# BRIEF
Please copy each line of the listing that includes the string "earth".

# INFORMATION GIVEN
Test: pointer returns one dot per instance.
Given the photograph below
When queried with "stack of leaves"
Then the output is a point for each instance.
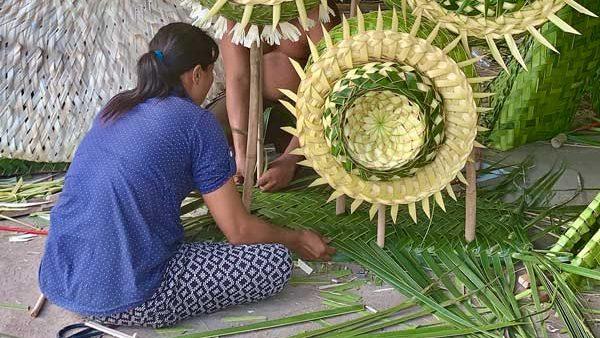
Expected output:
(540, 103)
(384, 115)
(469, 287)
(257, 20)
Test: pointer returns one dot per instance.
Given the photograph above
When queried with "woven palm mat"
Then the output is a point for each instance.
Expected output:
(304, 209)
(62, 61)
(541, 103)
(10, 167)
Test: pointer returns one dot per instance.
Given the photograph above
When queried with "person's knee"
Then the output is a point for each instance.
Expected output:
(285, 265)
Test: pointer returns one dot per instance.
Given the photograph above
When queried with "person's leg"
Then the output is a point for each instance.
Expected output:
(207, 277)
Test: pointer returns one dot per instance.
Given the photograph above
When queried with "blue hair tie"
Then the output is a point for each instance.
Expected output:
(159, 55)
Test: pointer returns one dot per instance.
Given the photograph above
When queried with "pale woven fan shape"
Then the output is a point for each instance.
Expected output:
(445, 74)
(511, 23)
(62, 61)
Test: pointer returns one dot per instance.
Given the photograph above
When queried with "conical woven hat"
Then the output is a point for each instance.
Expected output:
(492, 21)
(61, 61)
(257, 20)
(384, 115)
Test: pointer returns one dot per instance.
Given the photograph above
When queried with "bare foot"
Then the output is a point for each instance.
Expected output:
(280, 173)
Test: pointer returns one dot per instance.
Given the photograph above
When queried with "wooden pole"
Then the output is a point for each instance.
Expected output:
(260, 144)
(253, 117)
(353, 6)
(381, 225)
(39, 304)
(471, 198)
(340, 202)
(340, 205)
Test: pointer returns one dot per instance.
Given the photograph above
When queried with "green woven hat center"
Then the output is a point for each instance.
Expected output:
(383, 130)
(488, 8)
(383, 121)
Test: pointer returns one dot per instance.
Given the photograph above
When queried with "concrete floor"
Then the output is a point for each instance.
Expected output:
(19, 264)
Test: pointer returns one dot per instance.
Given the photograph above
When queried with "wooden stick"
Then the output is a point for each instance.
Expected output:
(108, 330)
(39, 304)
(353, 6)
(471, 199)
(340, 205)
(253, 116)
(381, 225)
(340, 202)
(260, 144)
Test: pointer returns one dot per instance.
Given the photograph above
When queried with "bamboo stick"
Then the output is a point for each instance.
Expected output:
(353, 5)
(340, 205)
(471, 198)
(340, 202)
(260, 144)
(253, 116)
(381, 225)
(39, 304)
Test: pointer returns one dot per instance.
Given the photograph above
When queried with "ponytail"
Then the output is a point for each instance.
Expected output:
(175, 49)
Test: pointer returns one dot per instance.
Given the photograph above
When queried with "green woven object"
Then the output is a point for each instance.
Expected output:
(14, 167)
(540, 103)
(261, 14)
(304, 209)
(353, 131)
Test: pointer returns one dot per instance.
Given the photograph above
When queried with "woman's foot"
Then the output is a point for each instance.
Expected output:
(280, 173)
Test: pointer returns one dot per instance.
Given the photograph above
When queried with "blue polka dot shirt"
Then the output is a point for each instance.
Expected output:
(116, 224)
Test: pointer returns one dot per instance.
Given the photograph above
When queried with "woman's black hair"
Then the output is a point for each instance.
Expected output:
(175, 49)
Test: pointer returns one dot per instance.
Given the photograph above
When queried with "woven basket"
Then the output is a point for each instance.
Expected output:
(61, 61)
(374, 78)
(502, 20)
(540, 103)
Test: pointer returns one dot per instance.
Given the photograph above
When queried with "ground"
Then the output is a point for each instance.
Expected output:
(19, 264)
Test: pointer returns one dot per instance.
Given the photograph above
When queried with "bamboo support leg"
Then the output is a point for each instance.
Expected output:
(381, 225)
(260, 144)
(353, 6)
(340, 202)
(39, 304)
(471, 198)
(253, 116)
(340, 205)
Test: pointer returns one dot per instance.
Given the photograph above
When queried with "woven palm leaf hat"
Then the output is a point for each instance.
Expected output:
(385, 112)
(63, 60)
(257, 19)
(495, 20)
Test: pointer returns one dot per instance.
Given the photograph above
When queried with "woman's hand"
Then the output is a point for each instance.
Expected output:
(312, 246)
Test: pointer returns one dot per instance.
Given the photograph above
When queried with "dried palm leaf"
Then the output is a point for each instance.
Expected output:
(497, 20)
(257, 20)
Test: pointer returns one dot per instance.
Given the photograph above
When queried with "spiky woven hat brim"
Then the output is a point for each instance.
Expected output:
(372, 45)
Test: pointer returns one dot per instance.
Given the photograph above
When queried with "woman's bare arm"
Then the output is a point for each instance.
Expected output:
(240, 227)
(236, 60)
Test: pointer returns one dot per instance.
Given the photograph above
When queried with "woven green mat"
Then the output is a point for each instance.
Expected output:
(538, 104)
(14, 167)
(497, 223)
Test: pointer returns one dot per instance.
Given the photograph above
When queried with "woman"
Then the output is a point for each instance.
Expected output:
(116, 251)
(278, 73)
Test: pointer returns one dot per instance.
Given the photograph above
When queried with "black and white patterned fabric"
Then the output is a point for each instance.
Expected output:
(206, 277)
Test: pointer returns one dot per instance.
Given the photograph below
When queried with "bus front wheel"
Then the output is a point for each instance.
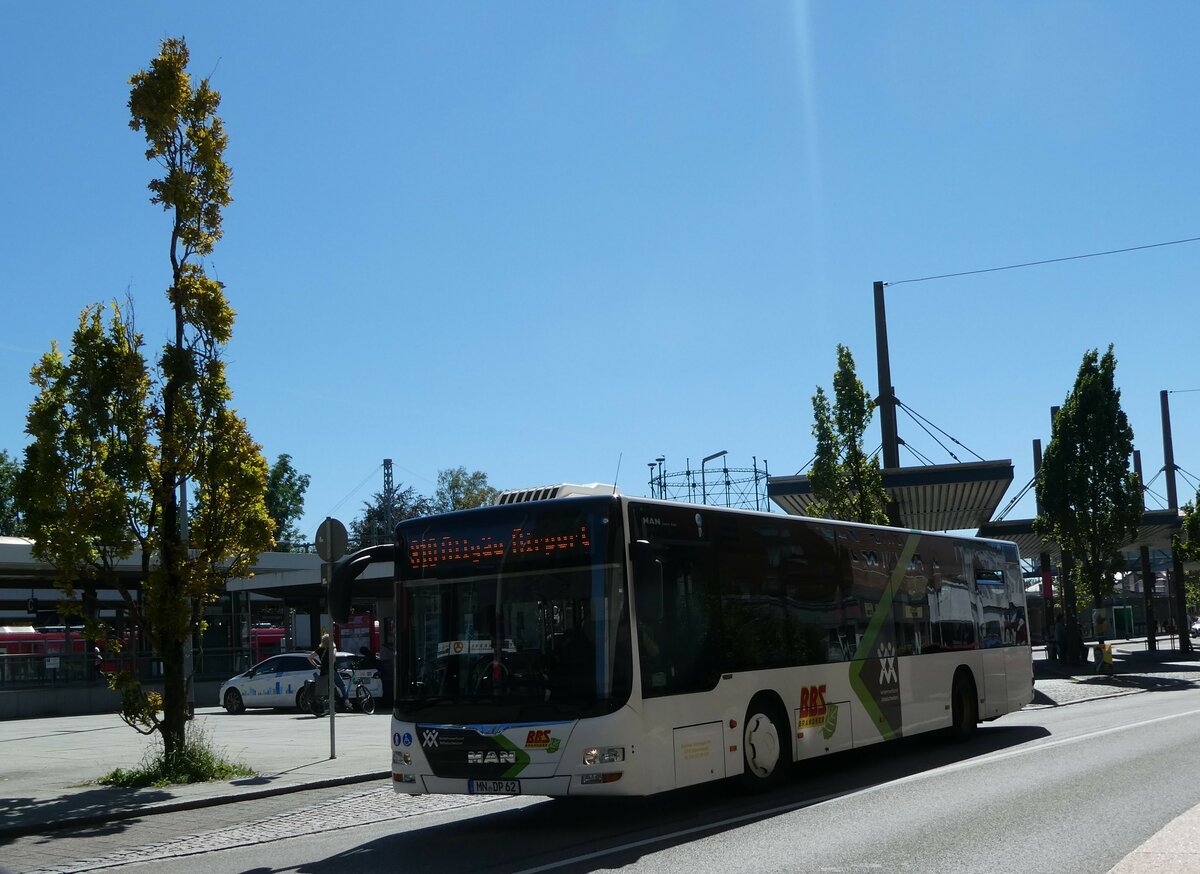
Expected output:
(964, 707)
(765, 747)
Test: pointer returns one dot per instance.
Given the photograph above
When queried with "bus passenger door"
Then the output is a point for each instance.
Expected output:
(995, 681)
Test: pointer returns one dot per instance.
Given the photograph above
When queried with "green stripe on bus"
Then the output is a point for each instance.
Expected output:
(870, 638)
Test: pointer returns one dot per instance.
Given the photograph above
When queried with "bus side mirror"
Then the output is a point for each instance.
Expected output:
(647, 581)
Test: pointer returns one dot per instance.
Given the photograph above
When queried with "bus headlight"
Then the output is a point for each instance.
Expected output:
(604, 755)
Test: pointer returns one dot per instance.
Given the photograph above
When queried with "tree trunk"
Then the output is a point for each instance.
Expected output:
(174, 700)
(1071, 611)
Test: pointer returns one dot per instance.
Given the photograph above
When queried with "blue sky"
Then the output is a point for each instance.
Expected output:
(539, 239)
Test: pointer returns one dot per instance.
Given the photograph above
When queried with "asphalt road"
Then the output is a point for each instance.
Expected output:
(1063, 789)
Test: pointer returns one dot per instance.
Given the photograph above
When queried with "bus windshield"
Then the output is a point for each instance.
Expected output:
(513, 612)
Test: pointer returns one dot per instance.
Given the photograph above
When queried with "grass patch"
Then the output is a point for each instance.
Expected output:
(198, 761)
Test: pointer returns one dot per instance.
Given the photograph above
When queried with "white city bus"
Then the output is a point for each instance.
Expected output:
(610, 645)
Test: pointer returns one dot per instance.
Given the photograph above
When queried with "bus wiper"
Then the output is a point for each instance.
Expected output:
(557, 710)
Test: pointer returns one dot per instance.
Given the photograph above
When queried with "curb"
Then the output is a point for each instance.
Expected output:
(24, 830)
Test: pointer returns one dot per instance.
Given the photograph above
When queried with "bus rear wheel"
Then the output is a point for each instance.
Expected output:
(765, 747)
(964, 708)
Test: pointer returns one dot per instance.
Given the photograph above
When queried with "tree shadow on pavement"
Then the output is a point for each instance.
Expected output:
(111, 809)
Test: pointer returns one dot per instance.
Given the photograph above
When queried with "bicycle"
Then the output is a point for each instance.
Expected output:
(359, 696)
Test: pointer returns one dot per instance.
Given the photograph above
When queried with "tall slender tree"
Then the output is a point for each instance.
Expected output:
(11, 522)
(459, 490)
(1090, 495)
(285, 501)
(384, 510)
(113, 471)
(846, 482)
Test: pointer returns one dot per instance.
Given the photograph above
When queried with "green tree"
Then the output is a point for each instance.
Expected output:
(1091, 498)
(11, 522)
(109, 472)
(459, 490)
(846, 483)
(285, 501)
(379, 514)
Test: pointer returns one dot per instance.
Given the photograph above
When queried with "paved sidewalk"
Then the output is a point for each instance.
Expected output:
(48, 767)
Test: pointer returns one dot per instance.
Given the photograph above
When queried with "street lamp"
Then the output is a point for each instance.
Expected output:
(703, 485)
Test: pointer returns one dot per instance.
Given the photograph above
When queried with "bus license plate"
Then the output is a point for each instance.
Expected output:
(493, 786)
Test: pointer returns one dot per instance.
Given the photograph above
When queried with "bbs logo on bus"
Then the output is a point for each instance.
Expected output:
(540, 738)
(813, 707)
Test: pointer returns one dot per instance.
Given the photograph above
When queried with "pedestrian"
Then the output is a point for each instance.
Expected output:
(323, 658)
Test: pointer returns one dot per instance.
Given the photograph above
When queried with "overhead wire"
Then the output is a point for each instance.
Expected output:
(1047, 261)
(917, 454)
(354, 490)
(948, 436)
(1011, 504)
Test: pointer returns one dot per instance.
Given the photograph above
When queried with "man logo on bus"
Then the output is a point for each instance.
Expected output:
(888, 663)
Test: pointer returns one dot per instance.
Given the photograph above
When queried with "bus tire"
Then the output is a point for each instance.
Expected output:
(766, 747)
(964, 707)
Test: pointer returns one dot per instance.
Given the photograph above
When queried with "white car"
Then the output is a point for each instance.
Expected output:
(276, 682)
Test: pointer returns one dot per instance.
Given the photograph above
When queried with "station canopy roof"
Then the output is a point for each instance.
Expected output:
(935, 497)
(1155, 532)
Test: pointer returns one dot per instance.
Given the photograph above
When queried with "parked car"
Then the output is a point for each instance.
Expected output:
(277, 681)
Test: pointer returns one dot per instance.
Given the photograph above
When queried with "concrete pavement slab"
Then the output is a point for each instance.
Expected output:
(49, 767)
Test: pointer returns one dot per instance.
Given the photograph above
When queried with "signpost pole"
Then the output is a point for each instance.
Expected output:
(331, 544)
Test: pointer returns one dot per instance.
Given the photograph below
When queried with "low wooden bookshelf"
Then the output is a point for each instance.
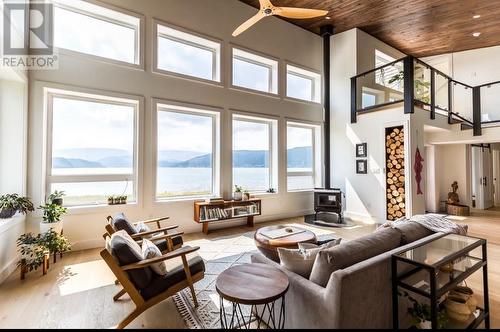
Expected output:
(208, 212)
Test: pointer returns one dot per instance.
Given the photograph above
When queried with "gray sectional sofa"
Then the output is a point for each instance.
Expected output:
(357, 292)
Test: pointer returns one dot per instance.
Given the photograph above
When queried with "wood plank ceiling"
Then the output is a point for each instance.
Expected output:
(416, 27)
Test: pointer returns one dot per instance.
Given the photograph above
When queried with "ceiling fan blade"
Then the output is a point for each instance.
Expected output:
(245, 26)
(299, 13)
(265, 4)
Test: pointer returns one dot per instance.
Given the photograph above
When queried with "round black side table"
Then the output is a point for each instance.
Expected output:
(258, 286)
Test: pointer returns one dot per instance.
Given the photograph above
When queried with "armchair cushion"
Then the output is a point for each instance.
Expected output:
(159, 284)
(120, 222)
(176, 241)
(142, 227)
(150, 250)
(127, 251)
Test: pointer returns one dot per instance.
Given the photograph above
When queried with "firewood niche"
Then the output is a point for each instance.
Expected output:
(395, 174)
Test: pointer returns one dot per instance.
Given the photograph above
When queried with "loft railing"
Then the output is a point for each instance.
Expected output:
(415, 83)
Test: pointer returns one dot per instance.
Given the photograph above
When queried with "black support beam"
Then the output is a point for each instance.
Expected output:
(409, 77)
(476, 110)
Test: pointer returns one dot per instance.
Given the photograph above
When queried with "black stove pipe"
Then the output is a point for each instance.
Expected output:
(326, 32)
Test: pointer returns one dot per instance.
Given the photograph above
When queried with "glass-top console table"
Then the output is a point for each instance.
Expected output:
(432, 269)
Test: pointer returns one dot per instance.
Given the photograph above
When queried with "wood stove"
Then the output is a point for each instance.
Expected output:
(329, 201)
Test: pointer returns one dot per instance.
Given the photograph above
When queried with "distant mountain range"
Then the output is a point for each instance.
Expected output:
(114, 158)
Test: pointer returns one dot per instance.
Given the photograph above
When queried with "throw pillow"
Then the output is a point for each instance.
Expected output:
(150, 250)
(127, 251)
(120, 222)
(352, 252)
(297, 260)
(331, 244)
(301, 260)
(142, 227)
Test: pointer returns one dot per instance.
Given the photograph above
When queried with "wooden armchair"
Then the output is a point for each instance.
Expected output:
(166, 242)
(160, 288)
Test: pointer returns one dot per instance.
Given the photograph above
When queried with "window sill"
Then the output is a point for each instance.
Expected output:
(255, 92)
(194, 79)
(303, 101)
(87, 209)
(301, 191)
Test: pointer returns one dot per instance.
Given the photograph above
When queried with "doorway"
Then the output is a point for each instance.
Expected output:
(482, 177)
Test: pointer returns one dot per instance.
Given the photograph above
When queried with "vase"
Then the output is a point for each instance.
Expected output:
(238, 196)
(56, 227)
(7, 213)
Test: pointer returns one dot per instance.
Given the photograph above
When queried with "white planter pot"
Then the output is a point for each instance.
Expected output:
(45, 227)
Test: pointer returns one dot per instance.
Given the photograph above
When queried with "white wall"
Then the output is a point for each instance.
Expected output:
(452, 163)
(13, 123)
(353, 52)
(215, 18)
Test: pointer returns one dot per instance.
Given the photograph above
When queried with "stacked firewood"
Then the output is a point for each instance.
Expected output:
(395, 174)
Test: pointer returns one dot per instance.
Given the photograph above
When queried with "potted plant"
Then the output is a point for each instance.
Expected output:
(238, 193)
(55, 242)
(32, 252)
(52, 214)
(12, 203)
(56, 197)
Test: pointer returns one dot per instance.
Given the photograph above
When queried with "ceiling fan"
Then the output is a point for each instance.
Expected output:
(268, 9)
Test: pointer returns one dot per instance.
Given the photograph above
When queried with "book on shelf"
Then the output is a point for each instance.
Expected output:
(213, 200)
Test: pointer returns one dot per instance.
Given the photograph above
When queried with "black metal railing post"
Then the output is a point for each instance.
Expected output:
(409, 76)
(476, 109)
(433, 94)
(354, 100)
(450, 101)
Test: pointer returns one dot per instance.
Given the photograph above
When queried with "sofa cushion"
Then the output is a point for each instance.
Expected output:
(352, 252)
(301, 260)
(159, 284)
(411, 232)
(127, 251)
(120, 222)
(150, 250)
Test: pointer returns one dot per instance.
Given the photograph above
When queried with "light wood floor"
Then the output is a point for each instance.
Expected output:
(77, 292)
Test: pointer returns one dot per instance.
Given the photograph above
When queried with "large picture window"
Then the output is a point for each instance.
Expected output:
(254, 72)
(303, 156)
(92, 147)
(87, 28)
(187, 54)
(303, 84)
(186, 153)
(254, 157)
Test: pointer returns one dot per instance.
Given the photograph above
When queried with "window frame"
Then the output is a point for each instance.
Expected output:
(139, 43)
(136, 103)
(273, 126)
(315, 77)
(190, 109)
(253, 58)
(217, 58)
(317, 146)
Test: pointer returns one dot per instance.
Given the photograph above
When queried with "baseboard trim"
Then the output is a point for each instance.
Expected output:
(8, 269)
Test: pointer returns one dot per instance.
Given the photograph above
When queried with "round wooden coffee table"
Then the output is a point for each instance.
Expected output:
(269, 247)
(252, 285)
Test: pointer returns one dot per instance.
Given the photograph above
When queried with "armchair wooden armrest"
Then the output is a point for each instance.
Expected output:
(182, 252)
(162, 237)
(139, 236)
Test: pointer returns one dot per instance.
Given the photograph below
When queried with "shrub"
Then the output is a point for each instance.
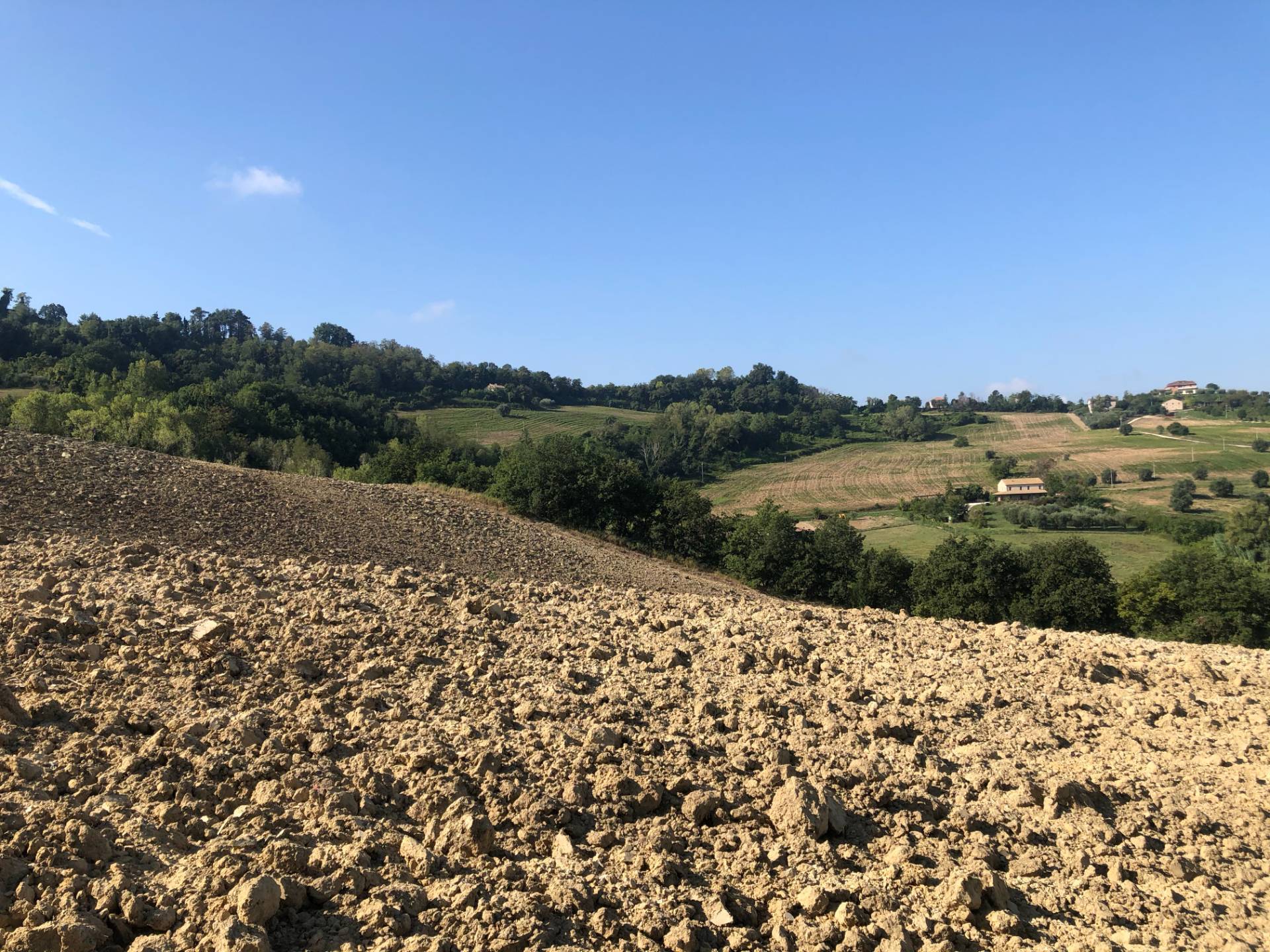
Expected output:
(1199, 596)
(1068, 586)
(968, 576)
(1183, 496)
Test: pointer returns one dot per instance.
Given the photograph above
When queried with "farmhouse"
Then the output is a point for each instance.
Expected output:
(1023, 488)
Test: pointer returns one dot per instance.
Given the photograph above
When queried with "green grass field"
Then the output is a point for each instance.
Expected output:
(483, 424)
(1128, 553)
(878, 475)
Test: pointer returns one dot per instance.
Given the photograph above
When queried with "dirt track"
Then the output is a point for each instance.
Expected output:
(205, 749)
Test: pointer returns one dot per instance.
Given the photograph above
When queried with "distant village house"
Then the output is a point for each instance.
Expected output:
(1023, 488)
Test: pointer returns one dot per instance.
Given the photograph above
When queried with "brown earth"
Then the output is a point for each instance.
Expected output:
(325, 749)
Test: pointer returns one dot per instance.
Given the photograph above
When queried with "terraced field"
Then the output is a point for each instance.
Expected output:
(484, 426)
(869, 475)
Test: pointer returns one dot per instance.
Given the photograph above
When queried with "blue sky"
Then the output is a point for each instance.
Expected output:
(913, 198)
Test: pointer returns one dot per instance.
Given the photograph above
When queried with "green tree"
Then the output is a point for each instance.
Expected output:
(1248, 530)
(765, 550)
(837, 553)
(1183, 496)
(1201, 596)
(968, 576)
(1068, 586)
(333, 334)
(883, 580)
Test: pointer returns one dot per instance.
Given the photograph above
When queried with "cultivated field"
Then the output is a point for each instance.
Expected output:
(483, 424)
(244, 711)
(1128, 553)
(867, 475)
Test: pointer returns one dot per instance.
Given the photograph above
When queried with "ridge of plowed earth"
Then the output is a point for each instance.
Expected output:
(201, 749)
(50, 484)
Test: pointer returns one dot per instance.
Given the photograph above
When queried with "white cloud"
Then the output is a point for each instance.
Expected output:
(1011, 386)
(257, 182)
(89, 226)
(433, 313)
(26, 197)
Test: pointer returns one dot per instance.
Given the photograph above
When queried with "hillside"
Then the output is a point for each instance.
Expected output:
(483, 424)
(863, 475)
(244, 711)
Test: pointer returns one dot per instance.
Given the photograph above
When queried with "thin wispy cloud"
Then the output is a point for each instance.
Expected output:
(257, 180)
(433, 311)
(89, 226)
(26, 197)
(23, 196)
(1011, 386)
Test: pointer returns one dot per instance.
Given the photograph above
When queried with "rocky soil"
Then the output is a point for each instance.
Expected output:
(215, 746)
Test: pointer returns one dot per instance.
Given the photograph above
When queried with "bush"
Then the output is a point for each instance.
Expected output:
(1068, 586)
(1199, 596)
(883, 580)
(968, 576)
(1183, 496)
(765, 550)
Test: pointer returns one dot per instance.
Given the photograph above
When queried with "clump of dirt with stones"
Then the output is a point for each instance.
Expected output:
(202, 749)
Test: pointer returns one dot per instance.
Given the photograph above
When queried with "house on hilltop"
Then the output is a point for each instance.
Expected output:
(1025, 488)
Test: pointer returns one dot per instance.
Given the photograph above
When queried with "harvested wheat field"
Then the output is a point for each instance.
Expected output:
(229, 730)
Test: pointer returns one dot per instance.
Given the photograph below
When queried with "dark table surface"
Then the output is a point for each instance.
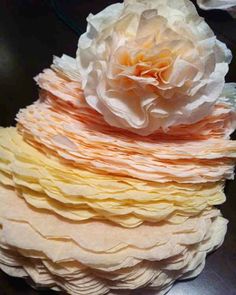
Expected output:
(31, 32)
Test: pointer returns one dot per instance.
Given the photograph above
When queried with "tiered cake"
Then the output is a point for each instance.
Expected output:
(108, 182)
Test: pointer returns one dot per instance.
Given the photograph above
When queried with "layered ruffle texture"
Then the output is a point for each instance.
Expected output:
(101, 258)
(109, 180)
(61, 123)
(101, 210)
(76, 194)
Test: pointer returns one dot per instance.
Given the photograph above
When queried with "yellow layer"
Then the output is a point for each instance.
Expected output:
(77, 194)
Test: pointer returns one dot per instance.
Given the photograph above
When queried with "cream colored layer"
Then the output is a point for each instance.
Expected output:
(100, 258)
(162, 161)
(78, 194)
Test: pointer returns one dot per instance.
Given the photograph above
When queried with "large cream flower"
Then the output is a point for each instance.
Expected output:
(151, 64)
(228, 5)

# WRITTEN RESPONSE
When queried with "brown earth"
When queried with "ridge of plowed earth"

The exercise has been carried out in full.